[TASK TO COMPLETE] What you return should be the complete data below, word for word, with no pictures in it.

[Source records]
---+---
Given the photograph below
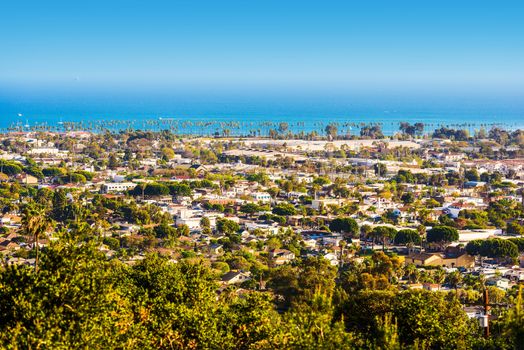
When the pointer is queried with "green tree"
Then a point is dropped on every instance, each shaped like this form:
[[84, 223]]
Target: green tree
[[344, 225]]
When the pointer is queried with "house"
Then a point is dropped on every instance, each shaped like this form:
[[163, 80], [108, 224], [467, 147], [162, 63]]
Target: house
[[111, 187], [26, 179], [234, 277], [440, 259], [433, 287], [261, 197], [216, 248], [281, 256]]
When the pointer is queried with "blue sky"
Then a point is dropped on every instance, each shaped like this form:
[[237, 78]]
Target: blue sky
[[473, 48]]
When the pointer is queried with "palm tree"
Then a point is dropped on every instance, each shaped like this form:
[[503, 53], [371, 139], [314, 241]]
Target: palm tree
[[35, 223]]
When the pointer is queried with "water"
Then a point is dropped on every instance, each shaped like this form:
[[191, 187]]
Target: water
[[244, 116]]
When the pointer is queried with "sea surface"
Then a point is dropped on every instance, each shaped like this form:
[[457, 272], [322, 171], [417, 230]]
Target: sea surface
[[242, 117]]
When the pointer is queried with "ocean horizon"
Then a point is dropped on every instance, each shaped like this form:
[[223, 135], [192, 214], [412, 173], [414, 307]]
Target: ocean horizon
[[249, 118]]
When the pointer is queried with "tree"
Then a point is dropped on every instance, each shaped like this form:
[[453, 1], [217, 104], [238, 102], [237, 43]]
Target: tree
[[284, 209], [386, 233], [35, 223], [344, 225], [113, 161], [283, 127], [380, 169], [331, 130], [442, 235], [408, 237], [168, 153], [250, 208], [227, 226]]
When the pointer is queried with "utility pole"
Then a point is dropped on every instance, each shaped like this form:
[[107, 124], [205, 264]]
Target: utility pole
[[487, 308]]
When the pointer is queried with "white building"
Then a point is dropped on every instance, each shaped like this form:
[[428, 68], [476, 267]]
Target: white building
[[110, 187]]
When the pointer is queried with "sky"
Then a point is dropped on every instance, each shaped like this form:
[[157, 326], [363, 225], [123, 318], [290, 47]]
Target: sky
[[240, 47]]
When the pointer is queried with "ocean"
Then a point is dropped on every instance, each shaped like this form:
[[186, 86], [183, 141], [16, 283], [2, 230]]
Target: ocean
[[243, 117]]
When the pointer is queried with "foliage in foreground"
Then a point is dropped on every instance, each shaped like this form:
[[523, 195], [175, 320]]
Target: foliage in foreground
[[79, 299]]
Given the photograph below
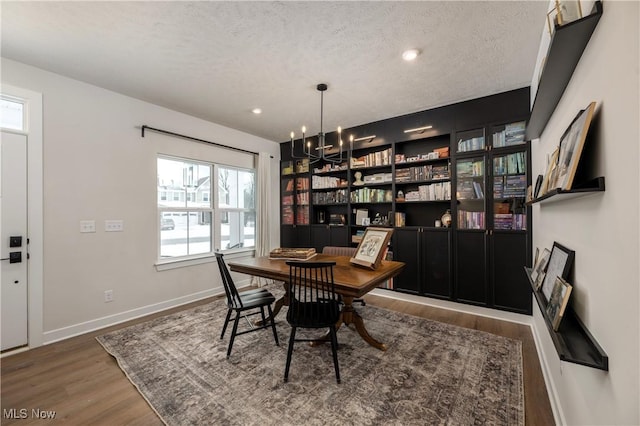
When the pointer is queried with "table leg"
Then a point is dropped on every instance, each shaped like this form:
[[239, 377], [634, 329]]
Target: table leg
[[283, 301], [350, 316]]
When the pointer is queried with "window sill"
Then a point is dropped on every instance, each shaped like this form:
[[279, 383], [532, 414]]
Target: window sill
[[168, 264]]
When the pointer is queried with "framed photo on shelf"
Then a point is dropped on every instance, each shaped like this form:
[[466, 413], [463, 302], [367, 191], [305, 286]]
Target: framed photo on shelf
[[571, 145], [539, 268], [372, 247], [546, 184], [558, 302], [560, 262]]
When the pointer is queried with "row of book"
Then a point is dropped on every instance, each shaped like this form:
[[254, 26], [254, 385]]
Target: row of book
[[513, 134], [331, 197], [510, 221], [321, 182], [510, 164], [379, 158], [471, 144], [371, 195], [302, 198], [302, 216], [470, 220], [509, 186], [420, 173], [433, 192], [470, 168], [469, 189]]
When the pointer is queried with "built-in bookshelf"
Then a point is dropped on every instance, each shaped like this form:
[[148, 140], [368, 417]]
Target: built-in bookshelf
[[415, 182]]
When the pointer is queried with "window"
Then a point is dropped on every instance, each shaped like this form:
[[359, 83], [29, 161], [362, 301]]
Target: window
[[236, 207], [12, 113], [185, 224], [188, 223]]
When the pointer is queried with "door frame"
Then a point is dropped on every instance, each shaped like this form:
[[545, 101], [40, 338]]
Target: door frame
[[35, 217]]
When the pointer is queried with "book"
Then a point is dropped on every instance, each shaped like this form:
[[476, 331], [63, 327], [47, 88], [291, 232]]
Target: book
[[292, 253]]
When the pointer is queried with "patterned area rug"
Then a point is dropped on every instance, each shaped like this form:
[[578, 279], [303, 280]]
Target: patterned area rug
[[432, 373]]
---+---
[SOLUTION FOR THIS TASK]
Given the photograph below
When the pointer is queried with "green tree"
Then a point is dropped on every instance, each shaped like this form:
[[84, 223]]
Target: green tree
[[344, 225]]
When the pointer is queried with "house"
Then a point is dropped on every instance, each shaped like this form:
[[163, 80], [108, 224], [467, 147], [162, 63]]
Target: house
[[111, 187], [26, 179], [234, 277], [440, 259], [433, 287], [261, 197], [216, 248], [281, 256]]
When the pointer is queried with "blue sky"
Then a point is dropped on every instance, each shaped like this form:
[[237, 78]]
Target: blue sky
[[473, 48]]
When the pointer is queried with "palm tree"
Then a point is dropped on every instance, each shaped like this form:
[[503, 53], [371, 139], [314, 241]]
Target: palm tree
[[35, 223]]
When the pointer is queried with "water"
Then a point is dropped on every instance, each shaped like this form:
[[191, 187]]
Target: water
[[244, 116]]
When the pointer is queried with "sea surface"
Then a point is dropped on every instance, each shaped like this form:
[[457, 272], [322, 171], [417, 230]]
Target: sea surface
[[242, 117]]
When the pointer is queried with "ocean horizon"
Then a point is dropped on every instance, each shaped like this form:
[[223, 135], [192, 214], [412, 173], [414, 307]]
Target: ocean horizon
[[249, 118]]
When the pointer is queried with "tree"
Then a point is dropped on every instance, each shaped like this form:
[[453, 1], [217, 104], [238, 102], [237, 43]]
Target: tree
[[284, 209], [386, 233], [35, 223], [344, 225], [113, 161], [283, 127], [380, 169], [331, 130], [442, 235], [408, 237], [168, 153], [250, 208], [227, 226]]
When the pointer is queried with "utility pole"
Then a point is dropped on every instance, each shaped like this form:
[[107, 124], [205, 264]]
Target: utility pole
[[487, 308]]
When the pointer is queried with "white building"
Then a point is dropped on every instance, each shaped like this form:
[[428, 68], [476, 267]]
Target: white building
[[110, 187]]
When the pointer is queried with "sky"
Then a point is dropped on every instance, each shaped like this form:
[[157, 326], [363, 225], [123, 318], [290, 47]]
Target: sky
[[240, 47]]
When the pointer is queried with "ocean"
Then a point is dropped on every instance, each shaped like this form:
[[186, 86], [183, 141], [16, 283], [2, 230]]
Target: ocean
[[243, 117]]
When the pointer is queried with "foliage in foreground"
Then a point is dropped on every instance, each shaped like this form:
[[523, 195], [175, 320]]
Target: foliage in foreground
[[79, 299]]
Given the photograph below
When the pointer is queried with "table leg"
Then a point is dropped on every instance, each shaped like this form:
[[239, 377], [634, 329]]
Target: table leg
[[283, 301], [350, 316]]
When the pointer is queried with "window sill"
Then a point is dropped on every instance, each shaped like this form:
[[279, 383], [532, 414]]
Target: window sill
[[168, 264]]
When the pointer is queried with "framed photo on shelf"
Then a point is dropped on every instance, each shaped like this form:
[[466, 413], [463, 302], [367, 191], [305, 286]]
Target: framed photo on shelf
[[571, 145], [539, 268], [372, 247], [546, 184], [558, 302], [560, 262]]
When the pointer is queried with "row of book"
Then a point is dropped on every instance, each shaped like this form:
[[254, 26], [254, 385]]
Target: row of book
[[513, 134], [331, 197], [510, 221], [321, 182], [510, 164], [379, 158], [471, 144], [371, 195], [302, 198], [302, 216], [470, 220], [509, 186], [420, 173], [433, 192], [470, 168], [469, 189]]
When the pointer is queried with "built-in bookshelf"
Then a point is dropped on every instance, each shaped like this form:
[[148, 140], [368, 417]]
Target: built-in bookshelf
[[415, 182]]
When the pointer is queried with "window"
Then a point is dropped on every instance, each shaped like this form:
[[359, 83], [29, 161], [362, 301]]
Target: window
[[236, 207], [12, 113], [185, 224], [188, 223]]
When the pointer is queried with "door frame"
Then a point is dropped on every instance, each shaped like this form:
[[545, 101], [40, 338]]
Target: door frame
[[35, 217]]
When the pointer is queried with "book"
Then a point is dropped on every instance, each shaped like this form:
[[476, 331], [63, 327], [47, 88], [291, 232]]
Target: book
[[292, 253]]
When the pointer is queried with "patterned area rug"
Then a point is dropped on every instance, each shaped like this form:
[[578, 279], [303, 280]]
Target: patterned area rug
[[432, 373]]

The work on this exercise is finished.